#### Required task
Reproduce all of the following records word for word, keeping their original order.

--- start of Dataset rows ---

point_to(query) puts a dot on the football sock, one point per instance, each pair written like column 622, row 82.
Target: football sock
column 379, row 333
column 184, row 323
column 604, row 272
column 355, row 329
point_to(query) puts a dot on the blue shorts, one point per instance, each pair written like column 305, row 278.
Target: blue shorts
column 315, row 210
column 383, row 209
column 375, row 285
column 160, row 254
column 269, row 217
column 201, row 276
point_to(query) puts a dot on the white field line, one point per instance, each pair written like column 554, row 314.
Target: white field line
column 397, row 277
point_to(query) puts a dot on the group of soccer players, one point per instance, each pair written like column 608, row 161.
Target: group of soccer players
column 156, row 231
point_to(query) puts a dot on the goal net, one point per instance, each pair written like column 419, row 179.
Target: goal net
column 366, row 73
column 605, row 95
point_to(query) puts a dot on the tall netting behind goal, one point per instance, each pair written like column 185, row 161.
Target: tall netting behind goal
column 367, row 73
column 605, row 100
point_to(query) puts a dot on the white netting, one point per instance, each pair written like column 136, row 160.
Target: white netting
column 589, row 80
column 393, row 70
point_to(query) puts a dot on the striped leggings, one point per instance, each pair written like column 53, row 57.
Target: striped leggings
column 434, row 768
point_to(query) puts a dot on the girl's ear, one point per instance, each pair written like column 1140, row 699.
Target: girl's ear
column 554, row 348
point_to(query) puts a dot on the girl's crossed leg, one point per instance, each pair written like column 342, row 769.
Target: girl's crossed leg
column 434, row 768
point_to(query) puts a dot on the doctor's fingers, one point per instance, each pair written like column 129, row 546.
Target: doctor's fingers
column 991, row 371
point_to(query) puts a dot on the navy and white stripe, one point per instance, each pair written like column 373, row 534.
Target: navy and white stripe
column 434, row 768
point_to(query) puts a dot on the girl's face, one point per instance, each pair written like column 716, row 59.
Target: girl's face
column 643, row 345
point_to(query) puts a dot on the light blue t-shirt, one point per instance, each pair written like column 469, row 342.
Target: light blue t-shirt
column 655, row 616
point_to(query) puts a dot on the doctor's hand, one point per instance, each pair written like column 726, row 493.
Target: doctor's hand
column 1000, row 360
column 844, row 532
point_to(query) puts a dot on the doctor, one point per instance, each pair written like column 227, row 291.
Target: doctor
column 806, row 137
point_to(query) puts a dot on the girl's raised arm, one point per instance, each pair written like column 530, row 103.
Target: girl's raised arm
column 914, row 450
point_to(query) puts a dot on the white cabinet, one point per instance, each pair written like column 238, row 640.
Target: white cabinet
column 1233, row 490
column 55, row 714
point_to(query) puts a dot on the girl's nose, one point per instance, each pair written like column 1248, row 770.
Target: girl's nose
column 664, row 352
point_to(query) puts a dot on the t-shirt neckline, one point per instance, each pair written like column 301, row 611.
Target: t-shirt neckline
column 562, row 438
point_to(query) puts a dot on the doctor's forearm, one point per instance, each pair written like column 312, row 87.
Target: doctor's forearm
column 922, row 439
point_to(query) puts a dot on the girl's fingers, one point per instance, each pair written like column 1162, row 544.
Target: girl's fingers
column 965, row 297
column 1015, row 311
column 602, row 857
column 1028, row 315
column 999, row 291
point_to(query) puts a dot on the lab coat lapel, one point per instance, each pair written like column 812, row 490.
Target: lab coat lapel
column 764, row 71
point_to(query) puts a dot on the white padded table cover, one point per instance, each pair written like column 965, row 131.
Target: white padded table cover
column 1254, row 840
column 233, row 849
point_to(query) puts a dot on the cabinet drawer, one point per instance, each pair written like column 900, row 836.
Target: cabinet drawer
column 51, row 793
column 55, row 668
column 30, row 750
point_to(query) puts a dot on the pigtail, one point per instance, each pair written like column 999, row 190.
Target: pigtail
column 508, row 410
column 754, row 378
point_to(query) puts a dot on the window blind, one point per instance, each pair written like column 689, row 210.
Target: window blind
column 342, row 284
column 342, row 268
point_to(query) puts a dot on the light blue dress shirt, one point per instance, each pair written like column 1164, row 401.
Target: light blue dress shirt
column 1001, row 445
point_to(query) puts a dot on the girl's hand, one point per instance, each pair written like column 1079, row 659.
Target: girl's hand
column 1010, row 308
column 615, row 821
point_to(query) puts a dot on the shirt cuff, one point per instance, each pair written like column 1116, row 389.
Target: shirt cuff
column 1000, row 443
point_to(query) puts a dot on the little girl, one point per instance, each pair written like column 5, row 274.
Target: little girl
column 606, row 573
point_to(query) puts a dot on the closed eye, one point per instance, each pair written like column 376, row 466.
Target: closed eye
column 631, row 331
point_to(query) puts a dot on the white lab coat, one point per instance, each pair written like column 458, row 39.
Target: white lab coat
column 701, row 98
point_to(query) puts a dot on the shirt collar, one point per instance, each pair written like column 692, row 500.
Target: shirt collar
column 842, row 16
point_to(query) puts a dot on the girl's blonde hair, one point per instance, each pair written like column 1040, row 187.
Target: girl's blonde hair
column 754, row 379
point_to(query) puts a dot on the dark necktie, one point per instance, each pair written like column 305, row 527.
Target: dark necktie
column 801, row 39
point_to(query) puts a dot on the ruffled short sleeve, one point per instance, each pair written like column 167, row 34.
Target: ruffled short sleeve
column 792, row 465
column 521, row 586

--- end of Dataset rows ---

#### Solution to this problem
point_to(query) puts a dot on the football sock, one point per instance, each pair written like column 622, row 82.
Target: football sock
column 379, row 333
column 184, row 323
column 604, row 272
column 355, row 329
point_to(query) puts a dot on the blue shorts, one point per instance, each pair written like column 305, row 278.
Target: blue shorts
column 315, row 210
column 383, row 209
column 375, row 285
column 160, row 254
column 269, row 217
column 201, row 276
point_to(query) puts a dot on the white field line, one point per instance, each pair written like column 554, row 314.
Target: white field line
column 397, row 277
point_to(query) puts a dot on the group of soccer players, one point per instance, each pair written like column 608, row 161.
Target: group of soccer players
column 156, row 231
point_to(query) puts a dot on the goal net, one point per instance, each pair written like column 419, row 179.
Target: goal net
column 366, row 73
column 605, row 95
point_to(query) puts a dot on the tall netting behind goal, one point per instance, each pair written like column 185, row 161.
Target: tall netting behind goal
column 367, row 73
column 605, row 100
point_to(query) puts a dot on the white netting, one point per instance, each pair written like column 136, row 160.
Target: white netting
column 589, row 80
column 393, row 70
point_to(query) puts a dot on the striped leggings, one point per instance, each pair written like column 53, row 57.
Target: striped leggings
column 434, row 768
point_to(query) puts a dot on the girl's ear, one point per instance, each pair written like column 1140, row 699.
Target: girl's ear
column 554, row 348
point_to(query) puts a dot on the girl's crossed leg, one point per instance, each pair written like column 342, row 769.
Target: girl's crossed leg
column 434, row 768
point_to(query) puts a dot on the doctor's fingers, one point per instance, each pair written like column 129, row 546.
Target: doctor's fingers
column 991, row 371
point_to(query) puts a dot on the navy and white stripe, one point per instance, each pair written like column 373, row 534.
Target: navy and white stripe
column 434, row 768
point_to(query) puts a dot on the girl's face, one point per instance, each pair written like column 716, row 59.
Target: girl's face
column 643, row 345
point_to(query) puts a dot on the light blue t-shirt, one point per instance, each pair written like column 469, row 342.
Target: light blue t-shirt
column 655, row 616
point_to(query) puts a dot on the doctor's hand, one point per instance, each pair written like column 726, row 493.
Target: doctor's hand
column 1000, row 360
column 844, row 532
point_to(query) puts a dot on the doctor, one point per instance, each pair written like column 227, row 291.
Target: doctor
column 806, row 137
point_to(query) puts a dot on the girl's raised arm, one point per instance, each pair written like column 530, row 103.
Target: girl's raised arm
column 914, row 450
point_to(query) puts a dot on the white cabinet, one point per instance, each pair written like column 238, row 640.
Target: white cabinet
column 1233, row 490
column 55, row 714
point_to(query) puts a dot on the girl's nose, one point per instance, each pair written like column 1248, row 770.
Target: girl's nose
column 664, row 352
point_to(query) puts a dot on the t-shirt neckline, one point per instance, each pair written like column 301, row 611.
Target: t-shirt neckline
column 562, row 438
point_to(query) puts a dot on the doctor's forearm, one point per instance, each pair written like column 312, row 87.
Target: doctor's forearm
column 922, row 439
point_to(query) puts a dot on the girl's fingers, one point per instance, each pair written like column 1162, row 544.
Target: girl's fingers
column 965, row 297
column 1015, row 311
column 602, row 857
column 1028, row 315
column 999, row 291
point_to(query) puts a dot on the lab coat lapel, one point per instance, each pair written like column 812, row 490.
Target: lab coat lapel
column 764, row 71
point_to(query) puts a dot on the white padded table cover, one point per instance, each pair written like column 965, row 131.
Target: white padded table cover
column 1254, row 840
column 233, row 849
point_to(query) puts a dot on the cabinet drawer, one point per instance, each pair written like column 900, row 836.
Target: cabinet drawer
column 51, row 793
column 55, row 668
column 30, row 750
point_to(query) puts a dot on the pigtail, one point per instance, each pair written like column 999, row 190.
Target: pigtail
column 508, row 410
column 754, row 378
point_to(query) puts a dot on the window blind, one point per instance, each pair written like column 689, row 210.
Target: window blind
column 342, row 284
column 342, row 268
point_to(query) puts a dot on the light blue dress shirt, one point per instance, each pair written like column 1164, row 401.
Target: light blue dress shirt
column 1001, row 445
point_to(query) puts a dot on the girl's hand, one point per instance, each pair written like column 1079, row 659.
Target: girl's hand
column 1010, row 308
column 615, row 821
point_to(query) puts a dot on the shirt cuff, one point per instance, each pair written like column 1116, row 389.
Target: shirt cuff
column 1000, row 443
point_to(query) puts a dot on the little girl, one point per instance, each pair written like column 5, row 274.
Target: little girl
column 606, row 573
point_to(query) puts a dot on the closed eye, one point per instance, each pair written like column 376, row 466.
Target: closed eye
column 631, row 331
point_to(query) puts a dot on the white lab coat, one point per instance, each pair written like column 458, row 39.
Target: white lab coat
column 701, row 98
point_to(query) puts a dot on the shirt collar, one point per instance, each pair written like column 692, row 500.
Target: shirt collar
column 842, row 16
point_to(query) puts a dot on the girl's blonde hair, one point per instance, each pair written like column 1040, row 187.
Target: girl's blonde hair
column 754, row 379
point_to(query) puts a dot on the dark necktie, one point per instance, each pair written like column 305, row 527.
Target: dark necktie
column 801, row 39
point_to(query) puts a dot on the ruffled short sleeve, one point per instance, each pair written like column 167, row 34.
Target: ruffled short sleeve
column 792, row 465
column 521, row 586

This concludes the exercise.